Count the lines of the data below that contain the string "concrete", treating uppercase and lowercase letters as distinct. Give only the number.
___ Records
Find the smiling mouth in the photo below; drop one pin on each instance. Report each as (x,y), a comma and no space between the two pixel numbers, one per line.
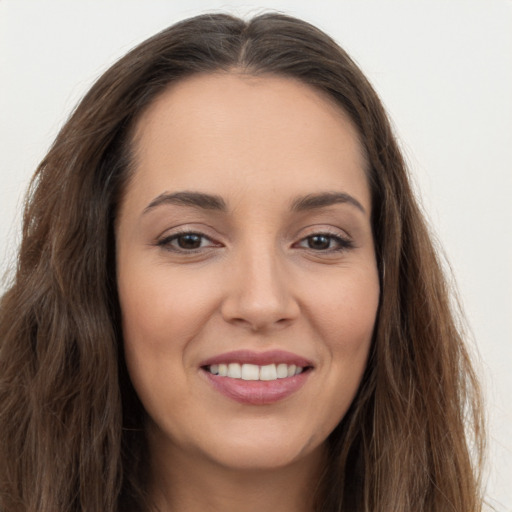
(255,372)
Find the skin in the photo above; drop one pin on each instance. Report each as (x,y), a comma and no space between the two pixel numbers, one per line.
(257,281)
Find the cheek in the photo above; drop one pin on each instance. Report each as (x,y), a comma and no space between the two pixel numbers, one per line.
(346,309)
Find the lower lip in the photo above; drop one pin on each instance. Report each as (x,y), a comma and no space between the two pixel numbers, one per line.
(257,392)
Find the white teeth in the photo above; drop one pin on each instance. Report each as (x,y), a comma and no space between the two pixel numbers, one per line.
(268,372)
(255,372)
(234,371)
(250,372)
(282,371)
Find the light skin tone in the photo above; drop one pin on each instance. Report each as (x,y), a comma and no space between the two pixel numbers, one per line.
(246,226)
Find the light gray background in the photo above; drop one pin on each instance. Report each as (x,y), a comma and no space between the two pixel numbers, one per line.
(443,70)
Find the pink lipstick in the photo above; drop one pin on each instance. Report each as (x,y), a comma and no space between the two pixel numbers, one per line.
(257,378)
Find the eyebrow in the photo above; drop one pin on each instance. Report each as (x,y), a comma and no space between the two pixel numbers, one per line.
(324,199)
(214,202)
(194,199)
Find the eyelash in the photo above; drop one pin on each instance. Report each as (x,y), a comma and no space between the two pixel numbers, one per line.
(343,244)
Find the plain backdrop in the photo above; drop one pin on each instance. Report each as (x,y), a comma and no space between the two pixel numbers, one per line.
(443,70)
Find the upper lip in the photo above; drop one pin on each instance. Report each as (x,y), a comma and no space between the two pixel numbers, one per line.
(258,358)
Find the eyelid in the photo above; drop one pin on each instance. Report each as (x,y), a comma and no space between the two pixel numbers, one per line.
(345,241)
(165,241)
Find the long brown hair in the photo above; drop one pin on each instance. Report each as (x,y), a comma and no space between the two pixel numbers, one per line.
(71,426)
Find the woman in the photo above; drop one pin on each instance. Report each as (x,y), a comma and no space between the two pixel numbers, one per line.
(227,297)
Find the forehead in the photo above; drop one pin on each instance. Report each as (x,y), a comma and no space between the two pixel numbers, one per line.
(265,131)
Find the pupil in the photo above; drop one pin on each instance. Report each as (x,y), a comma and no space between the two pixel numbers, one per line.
(319,242)
(190,241)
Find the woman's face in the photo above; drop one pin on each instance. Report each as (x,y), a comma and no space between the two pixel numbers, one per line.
(246,270)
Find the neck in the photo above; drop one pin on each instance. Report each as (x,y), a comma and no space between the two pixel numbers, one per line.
(188,484)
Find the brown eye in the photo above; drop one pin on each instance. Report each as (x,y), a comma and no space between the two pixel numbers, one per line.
(186,242)
(189,241)
(319,242)
(325,242)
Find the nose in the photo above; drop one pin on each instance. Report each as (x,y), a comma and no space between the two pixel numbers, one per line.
(259,293)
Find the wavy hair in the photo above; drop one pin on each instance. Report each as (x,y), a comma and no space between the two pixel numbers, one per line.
(71,426)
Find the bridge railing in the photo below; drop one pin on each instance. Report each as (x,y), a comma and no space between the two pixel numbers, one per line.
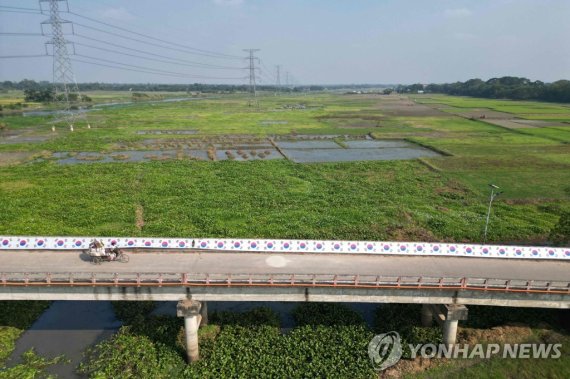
(133,279)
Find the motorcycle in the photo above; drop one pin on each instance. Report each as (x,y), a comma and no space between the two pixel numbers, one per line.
(99,253)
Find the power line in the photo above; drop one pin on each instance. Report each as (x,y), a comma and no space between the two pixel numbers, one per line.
(197,64)
(23,56)
(134,39)
(16,11)
(128,69)
(152,69)
(147,58)
(20,34)
(211,54)
(20,8)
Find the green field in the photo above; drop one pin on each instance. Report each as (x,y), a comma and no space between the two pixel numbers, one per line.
(440,199)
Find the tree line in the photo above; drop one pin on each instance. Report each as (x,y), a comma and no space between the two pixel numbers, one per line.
(45,86)
(507,87)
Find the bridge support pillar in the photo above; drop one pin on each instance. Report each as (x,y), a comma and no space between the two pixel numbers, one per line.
(427,315)
(450,333)
(204,313)
(190,310)
(448,317)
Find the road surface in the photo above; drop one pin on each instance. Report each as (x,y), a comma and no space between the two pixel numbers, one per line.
(265,263)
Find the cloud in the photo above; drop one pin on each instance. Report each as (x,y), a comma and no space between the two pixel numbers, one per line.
(117,14)
(457,13)
(231,3)
(463,36)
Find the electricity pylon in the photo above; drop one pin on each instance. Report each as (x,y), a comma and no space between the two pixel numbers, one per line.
(278,79)
(64,83)
(252,90)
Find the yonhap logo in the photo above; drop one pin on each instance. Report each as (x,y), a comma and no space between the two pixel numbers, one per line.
(385,350)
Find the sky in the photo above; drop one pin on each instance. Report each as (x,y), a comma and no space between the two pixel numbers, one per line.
(315,41)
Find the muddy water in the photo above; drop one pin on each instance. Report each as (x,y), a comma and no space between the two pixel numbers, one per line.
(348,155)
(68,327)
(362,150)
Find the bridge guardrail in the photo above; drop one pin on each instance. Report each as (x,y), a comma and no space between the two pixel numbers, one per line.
(69,279)
(293,246)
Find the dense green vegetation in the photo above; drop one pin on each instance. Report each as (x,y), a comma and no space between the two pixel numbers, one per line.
(329,340)
(441,198)
(240,345)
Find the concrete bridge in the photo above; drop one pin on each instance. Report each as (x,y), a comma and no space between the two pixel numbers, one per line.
(444,285)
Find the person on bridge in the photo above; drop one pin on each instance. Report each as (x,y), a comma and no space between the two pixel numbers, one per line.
(114,250)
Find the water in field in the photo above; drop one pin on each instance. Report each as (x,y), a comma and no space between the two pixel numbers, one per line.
(363,150)
(299,151)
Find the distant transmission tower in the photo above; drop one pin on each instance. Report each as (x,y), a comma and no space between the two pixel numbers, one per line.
(252,90)
(278,79)
(63,80)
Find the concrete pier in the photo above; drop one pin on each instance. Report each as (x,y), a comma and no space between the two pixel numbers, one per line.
(204,313)
(447,316)
(450,333)
(190,310)
(427,315)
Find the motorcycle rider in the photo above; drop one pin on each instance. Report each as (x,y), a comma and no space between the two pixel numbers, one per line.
(114,252)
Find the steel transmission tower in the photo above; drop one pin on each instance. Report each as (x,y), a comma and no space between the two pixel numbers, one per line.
(278,79)
(63,80)
(252,90)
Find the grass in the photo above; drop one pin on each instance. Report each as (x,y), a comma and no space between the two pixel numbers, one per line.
(400,200)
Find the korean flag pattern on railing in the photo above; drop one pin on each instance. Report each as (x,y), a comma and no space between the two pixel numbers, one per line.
(292,246)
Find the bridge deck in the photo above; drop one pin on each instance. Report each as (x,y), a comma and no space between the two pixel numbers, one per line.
(264,263)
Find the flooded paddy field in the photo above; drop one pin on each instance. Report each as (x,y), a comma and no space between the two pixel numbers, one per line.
(329,151)
(299,151)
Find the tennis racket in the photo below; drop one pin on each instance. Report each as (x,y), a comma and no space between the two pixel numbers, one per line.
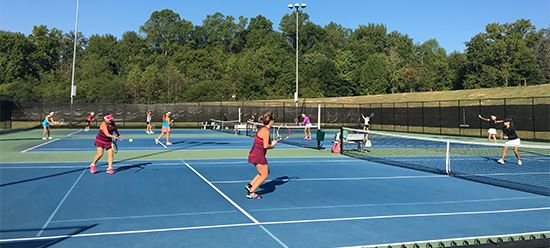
______
# Solution to this problem
2